◆ Text passage
## Start

In an 'Update' in a recent issue of TICS (Weak quantitative standards in linguistics research. 10.1016/j.tics.2010.03.005), Gibson & Fedorenko (GF) commit an egregious act of methodological imperialism, and an unwarranted one, at that.
GF complain that one key source of data for theoretical linguistics (and particularly for syntax and semantics research), acceptability or grammaticality judgments, are not "quantitative." They advocate for some intuitive standard of what it means to do the 'right kind' of quantitative work, arguing that "multiple items and multiple naive experimental participants should be evaluated in testing research questions in syntax/semantics, which therefore require the use of quantitative analysis methods." They contend that the "lack of validity of the standard linguistic methodology has led to many cases in the literature where questionable judgments have led to incorrect generalizations and unsound theorizing." In a peculiar rhetorical twist, GF go on to highlight their worry: "the fact that this methodology is not valid has the unwelcome consequence that researchers with higher methodological standards will often ignore the current theories from the field of linguistics. This has the undesired effect that researchers in closely related fields are unaware of interesting hypotheses in syntax and semantics research."

## End

◆ Data provided
## Start

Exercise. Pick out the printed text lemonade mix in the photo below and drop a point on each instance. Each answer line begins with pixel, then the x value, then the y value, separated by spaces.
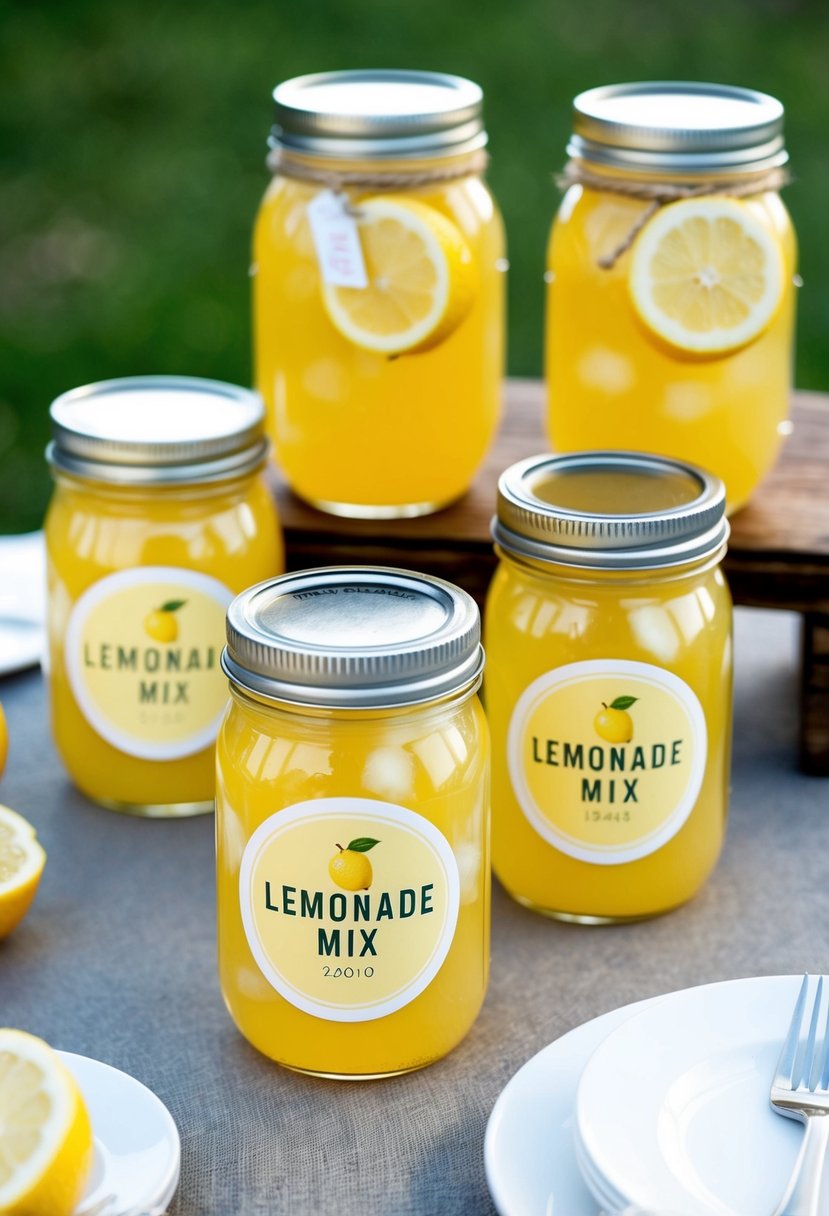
pixel 608 686
pixel 353 809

## End

◆ Your objective
Could you extend the critique of Gibson & Fedorenko's call for quantitative methods in linguistics, picking up right after its last sentence? The listing isn't needed for this.

◆ Answer for the task
Now, it's hardly new to express worries about grammaticality judgments. Why this is considered an 'Update' in a journal specializing in Trends is a bit mystifying - the topic has been revisited for decades (e.g. Spencer 1972, Clark 1973, and many thereafter), and is at best an 'Outdate.' And other than some animosity towards theoretical linguistics from Ted and Evelina, two established and productive MIT psycholinguists, it's not clear what trend is being thematized by the journal, other than the pretty banal point that in absolutely every domain of research there are, unfortunately, examples of bad research.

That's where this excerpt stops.